#### [Exercises to complete]
1. In the Pajok article, what did UNICEF and MEDAIR hand over to Pajok in November 2008?
2. Decide whether each statement agrees with the Pajok article: (a) The Acholi people live only on the South Sudan side of the border. (b) By December 1995 the SPLA held Pajok again. (c) The people of Pajok sold their 2008 sesame harvest.
3. Name every organization or armed group that the Pajok article identifies by a proper name.

#### [Extract provided]
★ ★ ★
Pajok (also Parjok, Parajok) is a community in Eastern Equatoria state of South Sudan. It is in the southern part of Magwi County,  south of Magwi, near the border with Uganda.

The main ethnic group are the Acholi people, who live on both sides of the border between South Sudan and Uganda in this region, divided by an arbitrary boundary defined by the Colonial British in 1926.
The soil is volcanic in origin and rich.
The town has a small gazetted forest reserve of .

During the Second Sudanese Civil War (1983-2005), the Sudan People's Liberation Army (SPLA) captured Pajok from the government. The SPLA was weakened by internal dissension, and Pajok was among the towns recaptured by the government between 1991 and 1994. However, by December 1995 the SPLA had regained the town. 
In 1995 Sudan and Uganda broke off diplomatic relations. The next year the Sudanese Government accused Uganda of attacking the areas of Pajok and Teit.

The civil war ended in January 2005 and reconstruction began.
The Lord's Resistance Army continued activity in and around the area, attacking the impoverished refugees in camps in north Uganda and South Sudan, including Pajok.
A report of September 2005 said that refugees were starting to return, with 1,000 out of a population of 5,000 in Pajok targeted for assistance. Work was planned to reconstruct a primary health care unit in the town.
In November 2008 UNICEF, in partnership with MEDAIR, handed over an emergency water treatment system to Pajok.
The system was built in response to a cholera epidemic, and was capable of serving 2,000 people.

A 2010 report noted that lack of adequate roads is a serious problem. The people of Pajok got a bumper harvest of sesame in 2008 but could not sell it due to the cost of transport.  As a result, they did not grow much sesame in the following year.

In 2012, a border dispute (see Ngom Oromo Dispute) between South Sudan and Uganda escalated into a series of border clashes that happened again in the April and August of 2015,  

Subclans of Pajok

Pajok is made up of several subclans. The town is divided into "Lacam and Lacwic" - literary meaning left (West) and right (East) portions of the town. Among the subclans on Lacam side are: Panto, Ayu, Biti, Pagaya, Kwac-lanyuru, Bura, Pamuda, Lamogi, Palyec, Obwolto, Panyagiri and Patogo. On Lacwic side are the Ywaya Katum, Ywaya pa Rwot, Ywaya Bol meja, Ywaya Lamwo, Oyere, Paitenge, Toro, Patanga, Paliyo, Kapaa/Paibworo and Bobi.
★ ★ ★
Object position labeling entries
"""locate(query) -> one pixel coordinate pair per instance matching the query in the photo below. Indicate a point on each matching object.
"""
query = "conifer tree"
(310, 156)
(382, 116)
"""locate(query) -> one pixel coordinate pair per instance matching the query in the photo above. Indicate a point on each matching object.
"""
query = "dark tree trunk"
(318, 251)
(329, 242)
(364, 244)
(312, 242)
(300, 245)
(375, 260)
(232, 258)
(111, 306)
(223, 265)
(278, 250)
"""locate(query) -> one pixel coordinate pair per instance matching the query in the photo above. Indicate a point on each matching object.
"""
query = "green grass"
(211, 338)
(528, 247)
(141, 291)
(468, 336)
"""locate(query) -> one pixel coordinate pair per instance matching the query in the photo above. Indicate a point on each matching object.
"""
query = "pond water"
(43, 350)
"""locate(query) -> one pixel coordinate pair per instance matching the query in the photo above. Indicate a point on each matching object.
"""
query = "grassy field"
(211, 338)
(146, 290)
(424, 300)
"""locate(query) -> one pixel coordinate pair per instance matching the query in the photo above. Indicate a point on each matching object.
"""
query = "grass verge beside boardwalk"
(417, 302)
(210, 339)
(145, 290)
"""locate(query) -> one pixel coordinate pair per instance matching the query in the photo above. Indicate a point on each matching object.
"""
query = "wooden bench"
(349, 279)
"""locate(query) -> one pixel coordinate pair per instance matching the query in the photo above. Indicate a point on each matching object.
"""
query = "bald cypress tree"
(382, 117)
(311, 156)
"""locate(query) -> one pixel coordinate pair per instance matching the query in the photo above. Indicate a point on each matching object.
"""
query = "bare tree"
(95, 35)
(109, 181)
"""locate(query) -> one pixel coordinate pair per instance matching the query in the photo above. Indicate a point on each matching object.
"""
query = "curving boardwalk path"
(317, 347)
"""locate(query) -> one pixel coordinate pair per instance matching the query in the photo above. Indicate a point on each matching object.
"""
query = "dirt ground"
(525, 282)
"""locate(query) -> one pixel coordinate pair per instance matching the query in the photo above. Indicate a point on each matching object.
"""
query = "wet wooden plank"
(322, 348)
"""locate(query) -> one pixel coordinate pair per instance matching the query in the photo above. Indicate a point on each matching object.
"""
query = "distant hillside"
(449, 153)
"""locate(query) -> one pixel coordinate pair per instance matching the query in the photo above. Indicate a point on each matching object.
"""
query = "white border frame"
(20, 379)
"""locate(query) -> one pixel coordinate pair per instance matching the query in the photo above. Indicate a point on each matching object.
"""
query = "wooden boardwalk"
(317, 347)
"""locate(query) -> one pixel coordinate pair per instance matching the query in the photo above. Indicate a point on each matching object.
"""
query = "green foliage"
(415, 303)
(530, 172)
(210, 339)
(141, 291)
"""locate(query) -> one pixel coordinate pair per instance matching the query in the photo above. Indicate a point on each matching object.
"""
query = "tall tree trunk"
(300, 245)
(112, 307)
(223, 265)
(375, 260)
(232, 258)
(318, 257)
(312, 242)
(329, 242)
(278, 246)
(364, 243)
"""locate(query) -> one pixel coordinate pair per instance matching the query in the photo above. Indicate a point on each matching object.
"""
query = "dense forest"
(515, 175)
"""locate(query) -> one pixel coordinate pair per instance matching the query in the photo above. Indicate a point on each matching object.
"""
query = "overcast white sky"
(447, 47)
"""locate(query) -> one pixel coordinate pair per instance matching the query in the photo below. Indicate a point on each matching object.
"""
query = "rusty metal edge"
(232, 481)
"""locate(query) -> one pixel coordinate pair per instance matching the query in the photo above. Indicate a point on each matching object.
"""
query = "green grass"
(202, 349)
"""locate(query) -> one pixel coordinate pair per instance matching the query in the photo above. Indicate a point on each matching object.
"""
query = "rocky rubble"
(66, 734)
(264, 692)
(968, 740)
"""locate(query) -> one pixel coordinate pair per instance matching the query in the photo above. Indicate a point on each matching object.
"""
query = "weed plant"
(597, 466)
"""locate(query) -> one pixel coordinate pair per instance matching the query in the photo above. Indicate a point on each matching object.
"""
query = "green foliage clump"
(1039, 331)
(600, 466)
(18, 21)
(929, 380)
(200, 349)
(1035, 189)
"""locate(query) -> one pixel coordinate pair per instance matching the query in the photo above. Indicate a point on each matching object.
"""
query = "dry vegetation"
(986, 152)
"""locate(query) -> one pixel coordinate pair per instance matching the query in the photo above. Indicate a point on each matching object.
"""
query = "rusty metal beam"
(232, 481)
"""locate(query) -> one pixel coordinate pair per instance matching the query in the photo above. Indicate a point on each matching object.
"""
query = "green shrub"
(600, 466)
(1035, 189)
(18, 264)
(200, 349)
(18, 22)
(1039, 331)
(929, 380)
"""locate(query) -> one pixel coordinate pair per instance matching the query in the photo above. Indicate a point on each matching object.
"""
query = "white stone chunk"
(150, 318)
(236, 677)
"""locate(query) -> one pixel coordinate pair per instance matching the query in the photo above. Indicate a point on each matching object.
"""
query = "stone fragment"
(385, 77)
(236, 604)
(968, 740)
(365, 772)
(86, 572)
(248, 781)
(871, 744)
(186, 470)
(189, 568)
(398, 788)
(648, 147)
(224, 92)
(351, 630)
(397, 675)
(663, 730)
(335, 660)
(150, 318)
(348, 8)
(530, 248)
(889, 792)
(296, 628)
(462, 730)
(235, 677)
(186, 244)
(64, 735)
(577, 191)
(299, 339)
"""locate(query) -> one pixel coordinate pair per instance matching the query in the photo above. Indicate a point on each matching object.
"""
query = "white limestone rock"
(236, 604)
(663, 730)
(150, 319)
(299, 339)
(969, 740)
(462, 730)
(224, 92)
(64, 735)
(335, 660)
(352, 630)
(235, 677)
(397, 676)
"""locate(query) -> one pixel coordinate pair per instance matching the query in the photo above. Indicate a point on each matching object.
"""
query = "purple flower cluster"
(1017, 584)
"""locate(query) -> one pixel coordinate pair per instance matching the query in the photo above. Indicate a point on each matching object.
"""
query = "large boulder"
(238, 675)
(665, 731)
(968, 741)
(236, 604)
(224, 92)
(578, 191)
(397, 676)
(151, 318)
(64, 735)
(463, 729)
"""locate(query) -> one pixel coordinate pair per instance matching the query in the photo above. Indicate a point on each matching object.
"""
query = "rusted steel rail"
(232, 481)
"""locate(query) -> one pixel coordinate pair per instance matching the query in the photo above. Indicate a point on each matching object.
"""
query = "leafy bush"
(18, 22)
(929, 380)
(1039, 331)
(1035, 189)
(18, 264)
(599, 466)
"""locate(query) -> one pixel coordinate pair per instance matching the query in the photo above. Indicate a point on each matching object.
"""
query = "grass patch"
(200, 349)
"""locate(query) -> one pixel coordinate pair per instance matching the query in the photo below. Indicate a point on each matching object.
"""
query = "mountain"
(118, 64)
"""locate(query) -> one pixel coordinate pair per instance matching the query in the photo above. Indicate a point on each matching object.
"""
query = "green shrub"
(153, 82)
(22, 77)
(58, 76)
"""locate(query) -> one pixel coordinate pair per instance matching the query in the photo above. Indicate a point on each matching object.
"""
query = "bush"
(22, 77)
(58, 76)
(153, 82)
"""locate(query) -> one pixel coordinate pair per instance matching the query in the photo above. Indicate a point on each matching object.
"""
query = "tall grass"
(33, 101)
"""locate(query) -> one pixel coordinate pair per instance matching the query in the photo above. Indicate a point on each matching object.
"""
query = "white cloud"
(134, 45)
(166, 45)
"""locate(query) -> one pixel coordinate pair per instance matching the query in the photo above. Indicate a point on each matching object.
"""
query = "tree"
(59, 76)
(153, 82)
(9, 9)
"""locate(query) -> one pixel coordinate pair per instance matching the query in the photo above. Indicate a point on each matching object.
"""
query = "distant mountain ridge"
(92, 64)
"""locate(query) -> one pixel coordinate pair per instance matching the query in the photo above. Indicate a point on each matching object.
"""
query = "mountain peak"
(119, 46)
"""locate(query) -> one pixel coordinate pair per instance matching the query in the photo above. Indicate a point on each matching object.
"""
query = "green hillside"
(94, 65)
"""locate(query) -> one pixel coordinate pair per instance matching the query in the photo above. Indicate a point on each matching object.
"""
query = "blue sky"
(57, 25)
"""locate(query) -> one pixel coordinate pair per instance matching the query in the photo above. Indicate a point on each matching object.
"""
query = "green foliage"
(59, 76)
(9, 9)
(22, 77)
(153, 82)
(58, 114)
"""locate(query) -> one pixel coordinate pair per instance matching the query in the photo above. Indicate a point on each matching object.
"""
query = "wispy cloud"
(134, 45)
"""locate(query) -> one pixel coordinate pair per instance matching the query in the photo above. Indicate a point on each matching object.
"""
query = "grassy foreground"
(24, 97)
★ ★ ★
#### [Answers below]
1. An emergency water treatment system.

2.
(a) No: "who live on both sides of the border between South Sudan and Uganda in this region"
(b) Yes: "by December 1995 the SPLA had regained the town"
(c) No: "could not sell it due to the cost of transport"

3. Sudan People's Liberation Army (SPLA), Lord's Resistance Army, UNICEF, MEDAIR